── Quelldaten ──

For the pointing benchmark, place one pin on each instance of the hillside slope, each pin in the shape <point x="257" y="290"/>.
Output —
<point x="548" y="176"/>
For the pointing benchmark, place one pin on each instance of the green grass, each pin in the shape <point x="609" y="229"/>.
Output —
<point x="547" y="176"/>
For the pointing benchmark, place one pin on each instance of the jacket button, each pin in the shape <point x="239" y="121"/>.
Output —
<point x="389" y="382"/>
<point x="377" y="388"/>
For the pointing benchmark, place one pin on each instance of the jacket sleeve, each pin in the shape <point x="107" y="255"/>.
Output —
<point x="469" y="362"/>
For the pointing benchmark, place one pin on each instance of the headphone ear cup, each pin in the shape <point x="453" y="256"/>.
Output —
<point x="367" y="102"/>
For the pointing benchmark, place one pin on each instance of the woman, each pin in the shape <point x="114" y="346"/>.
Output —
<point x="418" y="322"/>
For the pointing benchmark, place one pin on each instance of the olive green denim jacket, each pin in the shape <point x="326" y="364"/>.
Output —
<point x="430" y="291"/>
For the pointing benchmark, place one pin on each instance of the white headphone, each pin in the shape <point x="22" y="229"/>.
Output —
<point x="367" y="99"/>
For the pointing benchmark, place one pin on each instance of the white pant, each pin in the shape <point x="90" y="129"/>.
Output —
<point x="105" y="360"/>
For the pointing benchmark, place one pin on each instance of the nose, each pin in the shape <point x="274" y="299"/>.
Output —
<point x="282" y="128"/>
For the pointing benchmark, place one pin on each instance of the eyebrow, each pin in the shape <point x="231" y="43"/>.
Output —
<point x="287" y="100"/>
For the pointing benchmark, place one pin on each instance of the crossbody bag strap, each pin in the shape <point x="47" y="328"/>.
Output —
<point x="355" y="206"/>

───

- [Aufgabe] Gib sämtliche Einträge oben Zeile für Zeile unverändert wieder.

- [Vollständige Antwort]
For the pointing benchmark, place one pin on each instance of the hillside slope, each pin in the shape <point x="257" y="290"/>.
Output —
<point x="548" y="176"/>
For the pointing benchmark, place one pin on each instance of the green grass, each pin in the shape <point x="609" y="229"/>.
Output —
<point x="547" y="176"/>
For the pointing benchmark, place one pin on each instance of the jacket button, each pin in the shape <point x="239" y="121"/>.
Output —
<point x="389" y="382"/>
<point x="377" y="388"/>
For the pointing benchmark, place one pin on each instance of the jacket sleeve, each pin in the shape <point x="107" y="255"/>.
Output —
<point x="469" y="362"/>
For the pointing benchmark, place one pin on each instance of the headphone ear cup, each pin in the shape <point x="453" y="256"/>.
Output —
<point x="367" y="102"/>
For the pointing benchmark, place one pin on each instance of the woman, each pin in the shape <point x="114" y="346"/>.
Output —
<point x="418" y="322"/>
For the pointing benchmark, place one pin on each instance of the olive green denim jacket, each pin in the shape <point x="326" y="364"/>.
Output —
<point x="430" y="291"/>
For the pointing benchmark, place one pin on each instance of the white headphone, each pin in the shape <point x="22" y="229"/>.
Output —
<point x="367" y="99"/>
For the pointing benchmark, place one pin on each instance of the white pant, each pin in the shape <point x="90" y="129"/>.
Output —
<point x="105" y="360"/>
For the pointing benchmark, place one pin on each instance of the nose, each pin in the shape <point x="274" y="299"/>.
Output —
<point x="282" y="128"/>
For the pointing benchmark, place one pin on each instance of the eyebrow, each pin in the shape <point x="231" y="43"/>.
Output —
<point x="287" y="100"/>
For the pointing benchmark, place one pin on each instance of the crossbody bag strap, each pin in the shape <point x="47" y="328"/>.
Output —
<point x="355" y="206"/>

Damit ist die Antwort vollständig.